§ **What to do**:
Those lines of the records that contain "instance" are to be located and copied.

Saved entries
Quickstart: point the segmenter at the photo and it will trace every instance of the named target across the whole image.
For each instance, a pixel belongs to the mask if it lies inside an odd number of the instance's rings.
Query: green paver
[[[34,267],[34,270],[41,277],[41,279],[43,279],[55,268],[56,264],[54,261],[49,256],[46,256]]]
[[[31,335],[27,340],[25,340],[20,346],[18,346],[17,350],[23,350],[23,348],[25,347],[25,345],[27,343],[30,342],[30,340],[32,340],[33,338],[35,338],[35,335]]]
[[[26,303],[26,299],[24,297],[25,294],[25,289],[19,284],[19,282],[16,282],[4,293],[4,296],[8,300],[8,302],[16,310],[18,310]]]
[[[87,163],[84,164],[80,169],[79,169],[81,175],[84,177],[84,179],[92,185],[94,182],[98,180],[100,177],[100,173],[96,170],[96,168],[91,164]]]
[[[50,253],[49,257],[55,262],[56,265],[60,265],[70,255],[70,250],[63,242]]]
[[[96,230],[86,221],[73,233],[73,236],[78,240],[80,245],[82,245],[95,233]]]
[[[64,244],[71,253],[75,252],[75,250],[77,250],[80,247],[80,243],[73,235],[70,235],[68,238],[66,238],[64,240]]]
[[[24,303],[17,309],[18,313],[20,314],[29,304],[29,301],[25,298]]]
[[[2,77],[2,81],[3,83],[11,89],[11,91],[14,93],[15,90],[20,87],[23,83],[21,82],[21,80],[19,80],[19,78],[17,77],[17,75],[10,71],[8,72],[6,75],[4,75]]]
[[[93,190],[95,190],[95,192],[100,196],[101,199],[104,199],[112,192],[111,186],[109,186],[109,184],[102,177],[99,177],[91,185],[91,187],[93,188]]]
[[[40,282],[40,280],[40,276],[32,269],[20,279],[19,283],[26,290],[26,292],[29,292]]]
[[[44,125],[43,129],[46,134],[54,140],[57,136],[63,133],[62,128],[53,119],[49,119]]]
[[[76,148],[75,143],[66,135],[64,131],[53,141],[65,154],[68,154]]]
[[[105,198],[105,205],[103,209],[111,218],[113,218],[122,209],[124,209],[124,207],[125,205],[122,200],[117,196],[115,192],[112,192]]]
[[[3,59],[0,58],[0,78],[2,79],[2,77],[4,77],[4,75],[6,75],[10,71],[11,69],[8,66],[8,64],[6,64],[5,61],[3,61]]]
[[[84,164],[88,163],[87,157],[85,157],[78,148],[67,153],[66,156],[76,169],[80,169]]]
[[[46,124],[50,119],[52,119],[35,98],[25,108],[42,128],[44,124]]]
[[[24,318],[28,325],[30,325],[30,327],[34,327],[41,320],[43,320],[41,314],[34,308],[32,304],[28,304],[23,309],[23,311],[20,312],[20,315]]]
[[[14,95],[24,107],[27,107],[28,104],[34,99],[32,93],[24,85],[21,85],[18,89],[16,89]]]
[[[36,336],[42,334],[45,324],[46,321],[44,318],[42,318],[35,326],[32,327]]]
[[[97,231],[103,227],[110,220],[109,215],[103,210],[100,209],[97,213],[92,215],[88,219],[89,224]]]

§ **Answer section**:
Quickstart: point the segmenter at the photo and it will trace every instance of the named target across the whole image.
For each instance, a pixel belongs to the mask if it lies inside an odd number of the instance's rings.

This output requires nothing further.